## EXERCISE INSTRUCTIONS
Count the lines of the material below that contain the string "face", with case taken into account, and give only the number.

## Object pointing dataset rows

%%

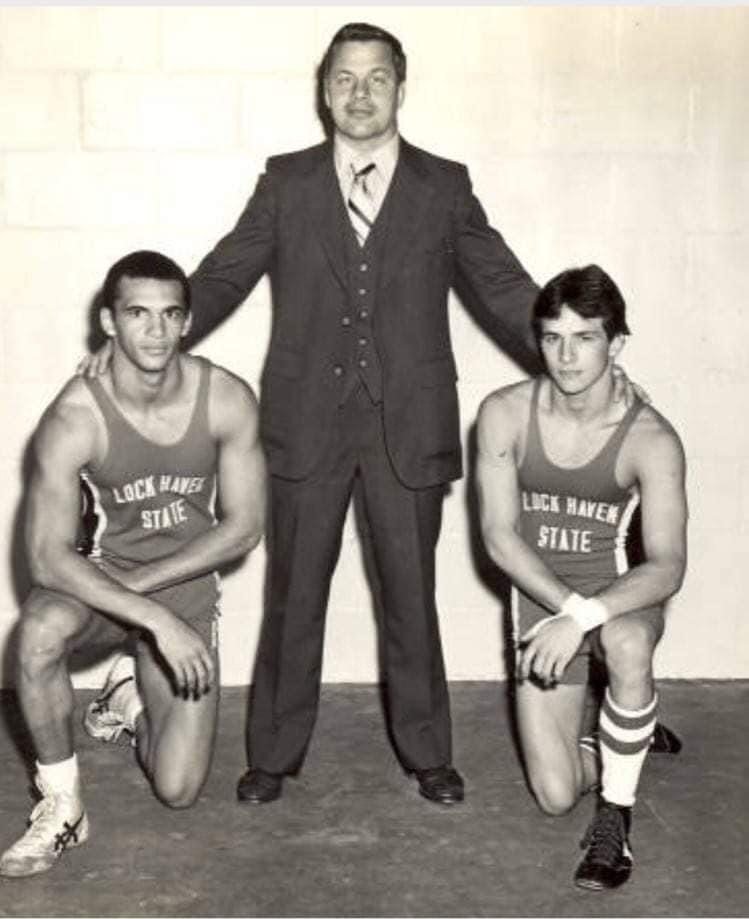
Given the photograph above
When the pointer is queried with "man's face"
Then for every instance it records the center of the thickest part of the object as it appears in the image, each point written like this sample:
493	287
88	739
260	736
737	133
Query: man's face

%%

## TASK OUTPUT
2